━━━ TEXT FOR ANALYSIS

P is for Patty.  Esther and especially I often lack the words or what it takes to connect our experiences with our friends and loved ones in the way we truly want to.  I can't explain how Patty manages to do this for us with a husband and three children to care for.  But I do know that it has to do with how she walks with the Lord in her love for us and other members of our church.  Through countless milestones in Ava's life, Patty has baked allergy free cakes and cookies for her.  It is the one thing Ava asks for almost every day, ever since Patty mailed over the ingredients and recipe.  But Ava knows that we couldn't make it like the original, so we've had Hannah bake them and store them before her trip to India.  In addition to creating and updating this blog, Patty has coordinated so much of the care we have received friends everywhere, and indeed we have been blessed and deeply touched by each of you beyond our ability to account for.  Most importantly, she and Esther have treated our journey like the marathon that it is by speaking often on a nightly basis about Ava, the ups and downs, even the mail that keeps piling up at our house.  We don't deserve such awesome people in our lives.

Q is for Quinoa.  I keep saying it over and over again: it has eight times the protein as a couple eggs.  Seattle Children's Hospital makes quinoa for Ava and whatever else she wants (or should I say needs, because this girl does not like quinoa)!

━━━━━━
━━━ GIVEN DATA

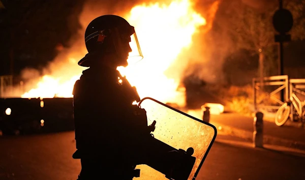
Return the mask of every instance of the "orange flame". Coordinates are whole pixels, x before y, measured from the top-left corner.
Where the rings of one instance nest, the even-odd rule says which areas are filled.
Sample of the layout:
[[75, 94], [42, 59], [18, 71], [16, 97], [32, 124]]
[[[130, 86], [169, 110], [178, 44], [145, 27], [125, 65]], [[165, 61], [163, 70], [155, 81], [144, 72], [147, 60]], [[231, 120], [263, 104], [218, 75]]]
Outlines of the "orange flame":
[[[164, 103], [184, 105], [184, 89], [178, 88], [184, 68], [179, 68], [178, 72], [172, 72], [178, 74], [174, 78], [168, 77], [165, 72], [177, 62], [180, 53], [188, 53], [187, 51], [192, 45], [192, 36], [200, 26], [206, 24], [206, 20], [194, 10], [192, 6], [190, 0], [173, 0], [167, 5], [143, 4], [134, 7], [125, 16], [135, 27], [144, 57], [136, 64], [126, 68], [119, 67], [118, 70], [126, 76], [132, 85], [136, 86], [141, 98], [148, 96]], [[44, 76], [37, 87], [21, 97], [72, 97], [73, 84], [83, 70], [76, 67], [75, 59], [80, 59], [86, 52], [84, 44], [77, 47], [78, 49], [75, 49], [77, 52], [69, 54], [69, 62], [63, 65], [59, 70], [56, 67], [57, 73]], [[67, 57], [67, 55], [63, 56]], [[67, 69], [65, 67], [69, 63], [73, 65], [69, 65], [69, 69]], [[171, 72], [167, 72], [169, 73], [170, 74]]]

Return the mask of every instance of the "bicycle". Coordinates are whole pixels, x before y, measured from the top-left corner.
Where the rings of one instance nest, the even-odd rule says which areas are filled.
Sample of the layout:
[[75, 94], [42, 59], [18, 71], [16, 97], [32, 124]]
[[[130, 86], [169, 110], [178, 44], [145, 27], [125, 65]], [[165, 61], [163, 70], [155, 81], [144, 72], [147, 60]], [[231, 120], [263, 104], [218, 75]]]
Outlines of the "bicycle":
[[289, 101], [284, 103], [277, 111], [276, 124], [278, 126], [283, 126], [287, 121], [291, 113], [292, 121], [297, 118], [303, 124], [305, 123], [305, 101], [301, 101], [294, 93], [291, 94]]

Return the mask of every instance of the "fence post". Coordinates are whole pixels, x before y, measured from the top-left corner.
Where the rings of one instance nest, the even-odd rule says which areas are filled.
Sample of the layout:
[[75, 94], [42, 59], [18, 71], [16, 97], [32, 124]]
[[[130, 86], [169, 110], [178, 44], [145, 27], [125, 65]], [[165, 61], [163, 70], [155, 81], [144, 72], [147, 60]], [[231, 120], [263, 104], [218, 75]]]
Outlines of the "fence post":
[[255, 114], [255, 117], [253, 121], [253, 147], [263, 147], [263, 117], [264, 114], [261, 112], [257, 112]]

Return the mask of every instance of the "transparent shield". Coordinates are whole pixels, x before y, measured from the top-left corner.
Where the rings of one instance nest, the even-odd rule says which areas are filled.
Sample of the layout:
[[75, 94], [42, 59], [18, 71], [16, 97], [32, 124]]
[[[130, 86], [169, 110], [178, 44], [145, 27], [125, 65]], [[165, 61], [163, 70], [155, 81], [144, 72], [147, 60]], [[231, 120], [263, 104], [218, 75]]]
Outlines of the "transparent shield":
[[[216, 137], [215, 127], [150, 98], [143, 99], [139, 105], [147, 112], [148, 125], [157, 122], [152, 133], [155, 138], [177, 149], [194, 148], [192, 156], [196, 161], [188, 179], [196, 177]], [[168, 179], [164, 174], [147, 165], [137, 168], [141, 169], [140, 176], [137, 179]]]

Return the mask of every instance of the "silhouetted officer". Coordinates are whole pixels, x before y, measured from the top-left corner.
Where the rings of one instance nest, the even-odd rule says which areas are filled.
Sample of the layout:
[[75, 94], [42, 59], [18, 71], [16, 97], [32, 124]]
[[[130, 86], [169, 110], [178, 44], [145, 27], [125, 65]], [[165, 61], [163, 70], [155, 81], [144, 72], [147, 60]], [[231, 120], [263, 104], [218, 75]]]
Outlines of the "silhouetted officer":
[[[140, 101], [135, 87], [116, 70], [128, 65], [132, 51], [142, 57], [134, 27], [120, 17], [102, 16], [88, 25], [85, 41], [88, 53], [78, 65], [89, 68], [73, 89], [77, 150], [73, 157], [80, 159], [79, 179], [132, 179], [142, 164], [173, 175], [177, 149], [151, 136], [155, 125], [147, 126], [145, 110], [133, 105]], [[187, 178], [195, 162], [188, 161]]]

━━━━━━
━━━ GIVEN DATA

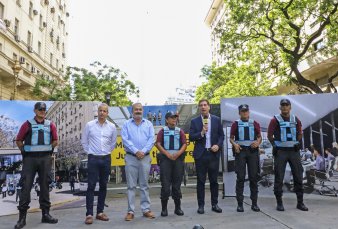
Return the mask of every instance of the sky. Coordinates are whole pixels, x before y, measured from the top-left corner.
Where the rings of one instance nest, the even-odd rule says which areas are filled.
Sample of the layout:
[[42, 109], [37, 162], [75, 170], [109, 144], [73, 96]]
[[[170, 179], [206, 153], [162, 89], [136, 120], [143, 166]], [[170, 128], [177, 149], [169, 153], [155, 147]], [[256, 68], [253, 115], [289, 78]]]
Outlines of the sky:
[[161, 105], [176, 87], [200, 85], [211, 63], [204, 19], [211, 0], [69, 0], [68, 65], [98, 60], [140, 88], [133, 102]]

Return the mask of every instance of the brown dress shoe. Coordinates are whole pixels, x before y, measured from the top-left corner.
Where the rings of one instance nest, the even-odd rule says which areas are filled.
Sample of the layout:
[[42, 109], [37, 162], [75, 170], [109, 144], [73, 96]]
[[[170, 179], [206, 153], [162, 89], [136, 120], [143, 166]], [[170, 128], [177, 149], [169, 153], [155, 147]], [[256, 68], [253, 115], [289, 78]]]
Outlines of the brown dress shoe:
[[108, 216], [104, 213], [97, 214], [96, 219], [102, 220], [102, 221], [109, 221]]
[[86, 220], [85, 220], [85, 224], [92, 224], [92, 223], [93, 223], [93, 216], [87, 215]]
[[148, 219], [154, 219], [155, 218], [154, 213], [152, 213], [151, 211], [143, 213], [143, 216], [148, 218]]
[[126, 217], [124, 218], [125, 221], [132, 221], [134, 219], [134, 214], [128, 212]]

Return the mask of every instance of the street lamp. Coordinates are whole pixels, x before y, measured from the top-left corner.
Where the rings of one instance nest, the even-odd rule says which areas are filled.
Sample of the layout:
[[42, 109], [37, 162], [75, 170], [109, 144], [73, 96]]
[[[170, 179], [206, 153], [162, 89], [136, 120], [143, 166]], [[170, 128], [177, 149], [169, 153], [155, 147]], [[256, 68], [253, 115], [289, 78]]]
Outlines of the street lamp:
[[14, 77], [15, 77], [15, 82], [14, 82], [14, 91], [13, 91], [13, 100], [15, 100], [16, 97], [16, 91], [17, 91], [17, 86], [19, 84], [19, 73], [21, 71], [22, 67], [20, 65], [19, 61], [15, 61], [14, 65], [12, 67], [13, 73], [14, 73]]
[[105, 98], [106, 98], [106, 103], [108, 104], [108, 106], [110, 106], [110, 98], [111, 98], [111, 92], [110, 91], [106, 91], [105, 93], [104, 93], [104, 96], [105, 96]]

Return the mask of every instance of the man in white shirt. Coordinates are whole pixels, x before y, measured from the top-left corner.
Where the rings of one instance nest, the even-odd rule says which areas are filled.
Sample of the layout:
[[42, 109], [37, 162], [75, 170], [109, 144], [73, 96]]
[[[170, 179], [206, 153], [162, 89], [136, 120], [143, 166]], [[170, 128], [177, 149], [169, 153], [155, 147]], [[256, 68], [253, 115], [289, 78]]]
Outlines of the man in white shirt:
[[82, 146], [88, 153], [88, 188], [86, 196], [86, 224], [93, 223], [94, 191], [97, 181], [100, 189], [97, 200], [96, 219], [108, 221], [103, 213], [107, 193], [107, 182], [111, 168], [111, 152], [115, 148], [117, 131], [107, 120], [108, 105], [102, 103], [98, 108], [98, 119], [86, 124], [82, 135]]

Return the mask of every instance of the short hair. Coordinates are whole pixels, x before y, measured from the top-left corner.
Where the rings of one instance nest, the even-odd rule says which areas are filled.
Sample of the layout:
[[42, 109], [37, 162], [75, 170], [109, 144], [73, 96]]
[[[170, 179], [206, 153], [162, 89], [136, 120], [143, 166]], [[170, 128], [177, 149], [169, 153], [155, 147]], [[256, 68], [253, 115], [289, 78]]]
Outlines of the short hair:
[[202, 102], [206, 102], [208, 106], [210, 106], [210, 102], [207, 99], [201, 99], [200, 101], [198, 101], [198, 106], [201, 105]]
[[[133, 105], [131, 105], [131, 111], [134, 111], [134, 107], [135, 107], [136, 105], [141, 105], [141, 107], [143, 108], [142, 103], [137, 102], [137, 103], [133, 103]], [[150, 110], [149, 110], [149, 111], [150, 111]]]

━━━━━━
━━━ GIVEN DATA

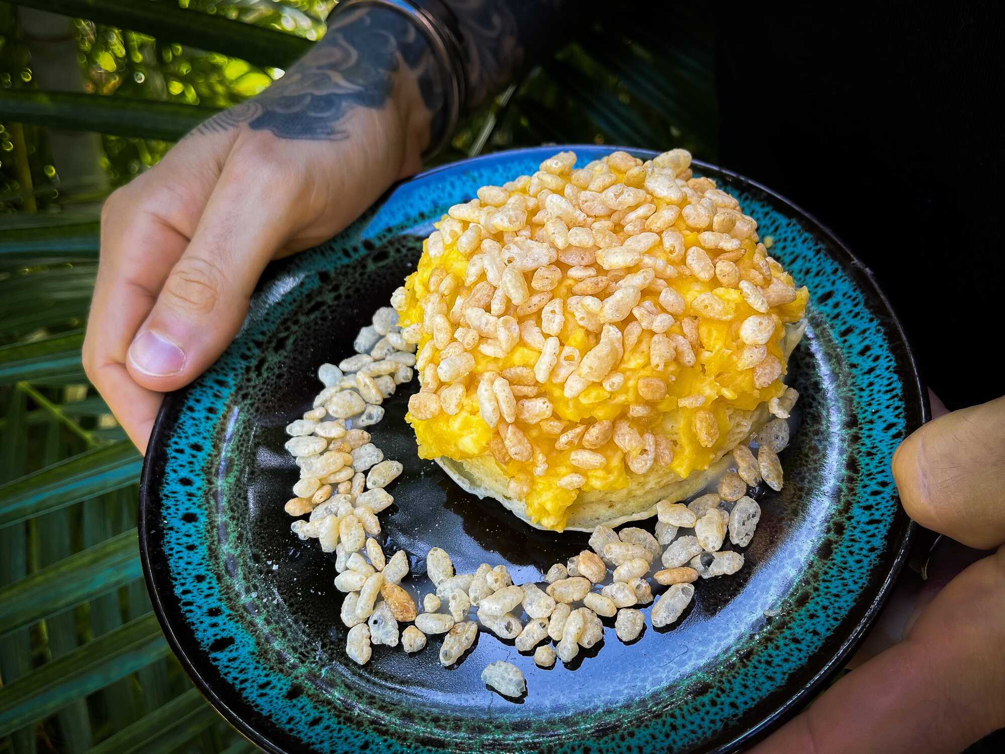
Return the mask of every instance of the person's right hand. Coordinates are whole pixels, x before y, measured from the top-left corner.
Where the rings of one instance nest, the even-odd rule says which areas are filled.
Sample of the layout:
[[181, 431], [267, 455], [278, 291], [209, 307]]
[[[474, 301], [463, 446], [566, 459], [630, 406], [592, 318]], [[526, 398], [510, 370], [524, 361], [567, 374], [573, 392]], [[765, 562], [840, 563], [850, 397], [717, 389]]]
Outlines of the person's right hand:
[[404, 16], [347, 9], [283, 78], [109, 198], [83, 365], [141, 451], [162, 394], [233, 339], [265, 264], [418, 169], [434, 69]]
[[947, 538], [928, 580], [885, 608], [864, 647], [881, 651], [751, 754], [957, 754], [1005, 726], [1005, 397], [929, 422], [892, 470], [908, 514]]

━━━━━━

[EXERCISE TASKS]
1. In the family journal entry, who baked Ava's treats and stored them before a trip to India?
2. Continue the family journal entry from where it stops.

[SOLVED PROBLEMS]
1. Hannah baked and stored them.

2.
R is for Ronald McDonald House.  We've been able to live within two blocks of the hospital as comfortably as one could imagine due to the thoughtfulness, generosity, and spirit of all the staff and volunteers here.  This charity goes far out of its way to serve children and their families with both the provision and the environment that encourages healing and progress.  We continue to be blown away by how all this is made possible around the clock in the vicinity of every major children's hospital in the world.

S is for Starbucks.  There's a 24-hour Starbucks seven floors below Ava's hospital room.  Refills on the coffee are fifty-five cents.  As soon as I try to do the math, the result is always something happy.

T is for Tully's.  Speaking of coffee, this is a coffee shop that got me the Aeropress ($30).  I happen to ask whether they knew about it, and although the store didn't have any at the time, they arranged for their Bellevue location to send one over.  In just a couple days, I began making my own espresso and I can't wait to go home and make my buddy Anson the best light-water Americano with vanilla that he's ever had.

U is for umbrellas.  No one walks around with an umbrella here.  They just let the moderate rain to fall on them.  So when it rains, for example at the University Village, there are free umbrellas to pick up and return at every shop corner!  Courtesy umbrellas for tourists and visitors!

V is for Varlamos.  This pizzeria makes great gyro sandwiches, and gives 25% off for those staying at the Children's Hospital.  We've gone many times.

W is for Water.  Seattle tap is exceptionally clean and trustworthy drinking water.  Ava drinks it along with all the immunocompromised children.  Its quality cannot be overstated.  It's a shame I drink more coffee than Seattle tap water.

X is for Xylitol.  I bought Ice Chips Candy two weeks ago that are sweetened with Xylitol.  Sometimes there's just no time for anything else when the doctors come rounding.

Y is for You.  Thank you, and Happy New Year!!

Z is for Zzz.  With all this great coffee, sometimes I'm not able to.  But whenever I do, it's just as delicious.

3 comments:

Anonymous said...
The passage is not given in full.